--- begin Input rows ---
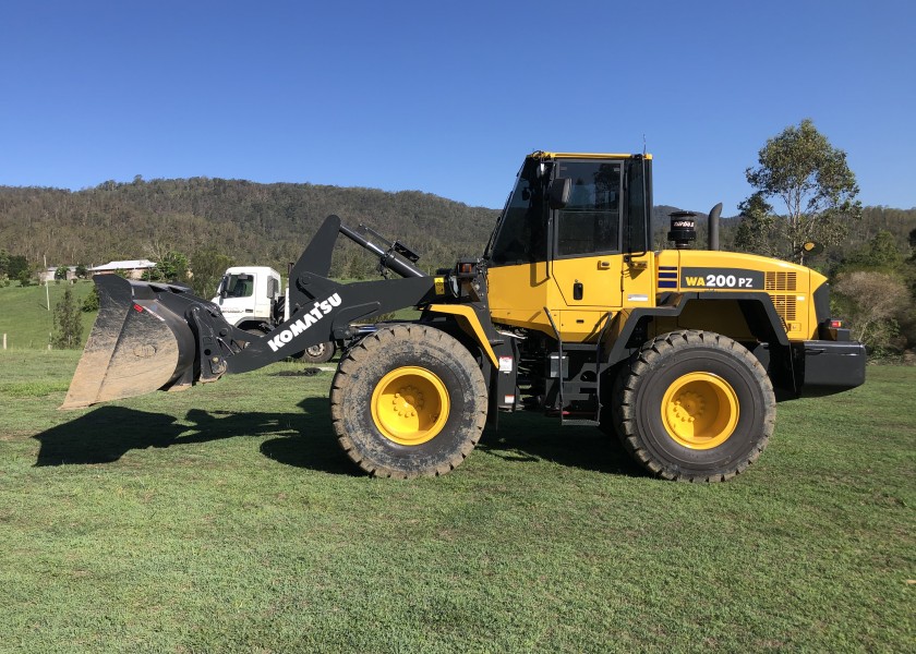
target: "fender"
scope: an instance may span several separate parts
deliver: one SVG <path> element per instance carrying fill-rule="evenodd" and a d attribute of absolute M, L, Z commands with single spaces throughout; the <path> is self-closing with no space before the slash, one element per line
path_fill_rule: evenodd
<path fill-rule="evenodd" d="M 687 303 L 694 300 L 737 301 L 754 336 L 763 342 L 788 348 L 788 337 L 769 293 L 731 291 L 727 293 L 719 291 L 668 293 L 663 296 L 662 303 L 658 306 L 640 307 L 629 313 L 626 317 L 626 324 L 607 355 L 607 363 L 613 365 L 629 356 L 631 348 L 627 348 L 627 342 L 629 342 L 640 318 L 647 316 L 677 317 L 684 312 Z M 623 315 L 623 313 L 618 314 L 618 316 Z"/>
<path fill-rule="evenodd" d="M 490 362 L 498 370 L 499 360 L 490 344 L 486 330 L 478 317 L 477 312 L 468 304 L 430 304 L 425 307 L 430 313 L 449 314 L 457 318 L 458 326 L 480 346 Z"/>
--- end Input rows ---
◆ Exercise task
Please duplicate every line of the data above word for word, omitting the pictures.

◆ Solution for this exercise
target: "fender"
scope: an instance may span several separate parts
deliver: one SVG <path> element per instance carrying fill-rule="evenodd" and a d attribute of absolute M, L, Z commands with single spaces throughout; the <path> is self-closing with no space before the slash, one element per line
path_fill_rule: evenodd
<path fill-rule="evenodd" d="M 687 303 L 694 300 L 737 301 L 754 336 L 763 342 L 788 348 L 788 337 L 769 293 L 731 291 L 727 293 L 719 291 L 668 293 L 663 296 L 662 303 L 658 306 L 640 307 L 629 313 L 626 317 L 626 324 L 607 355 L 607 363 L 613 365 L 629 356 L 631 348 L 627 348 L 627 342 L 629 342 L 640 318 L 647 316 L 677 317 L 684 312 Z M 623 315 L 623 313 L 618 314 L 618 316 Z"/>
<path fill-rule="evenodd" d="M 490 362 L 498 370 L 499 360 L 490 344 L 486 330 L 478 317 L 477 312 L 468 304 L 430 304 L 425 307 L 430 313 L 449 314 L 457 318 L 458 326 L 480 346 Z"/>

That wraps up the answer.